[Data shown — start]

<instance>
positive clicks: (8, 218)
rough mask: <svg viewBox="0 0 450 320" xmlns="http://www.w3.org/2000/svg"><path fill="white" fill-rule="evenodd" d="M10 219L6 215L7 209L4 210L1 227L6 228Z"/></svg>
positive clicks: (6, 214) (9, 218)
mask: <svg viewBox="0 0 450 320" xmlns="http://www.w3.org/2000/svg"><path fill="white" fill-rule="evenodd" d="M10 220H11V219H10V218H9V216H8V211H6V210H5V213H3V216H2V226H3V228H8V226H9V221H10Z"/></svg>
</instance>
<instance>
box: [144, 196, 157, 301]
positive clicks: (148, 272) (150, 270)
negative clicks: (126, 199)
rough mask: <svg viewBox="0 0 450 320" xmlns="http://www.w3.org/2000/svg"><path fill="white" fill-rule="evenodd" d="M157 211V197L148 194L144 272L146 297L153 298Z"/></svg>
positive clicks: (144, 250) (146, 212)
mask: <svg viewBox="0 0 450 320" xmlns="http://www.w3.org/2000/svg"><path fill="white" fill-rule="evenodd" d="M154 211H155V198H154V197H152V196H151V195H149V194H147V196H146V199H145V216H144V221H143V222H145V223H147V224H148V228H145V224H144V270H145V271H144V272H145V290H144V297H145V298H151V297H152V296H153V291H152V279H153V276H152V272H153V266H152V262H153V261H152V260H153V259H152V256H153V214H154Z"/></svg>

[Data shown — finish]

About this task: Extract every line of the records above and reproduce each one verbatim, changing nothing.

Task answer:
<instance>
positive clicks: (8, 218)
rough mask: <svg viewBox="0 0 450 320" xmlns="http://www.w3.org/2000/svg"><path fill="white" fill-rule="evenodd" d="M10 219L6 215L7 209L4 210L1 227L6 228Z"/></svg>
positive clicks: (6, 214) (9, 218)
mask: <svg viewBox="0 0 450 320" xmlns="http://www.w3.org/2000/svg"><path fill="white" fill-rule="evenodd" d="M10 220H11V219H10V218H9V216H8V211H6V210H5V213H3V216H2V226H3V228H8V226H9V221H10Z"/></svg>
</instance>
<instance>
box: [144, 196, 157, 301]
positive clicks: (148, 272) (150, 270)
negative clicks: (126, 199)
rough mask: <svg viewBox="0 0 450 320" xmlns="http://www.w3.org/2000/svg"><path fill="white" fill-rule="evenodd" d="M157 211V197L148 194L144 272L146 297L153 298Z"/></svg>
positive clicks: (144, 250) (146, 212)
mask: <svg viewBox="0 0 450 320" xmlns="http://www.w3.org/2000/svg"><path fill="white" fill-rule="evenodd" d="M154 211H155V198H154V197H152V196H151V195H149V194H147V196H146V199H145V216H144V221H143V222H145V223H147V224H148V228H145V224H144V270H145V271H144V272H145V290H144V297H145V298H151V297H152V296H153V291H152V279H153V276H152V272H153V266H152V262H153V261H152V260H153V259H152V256H153V214H154Z"/></svg>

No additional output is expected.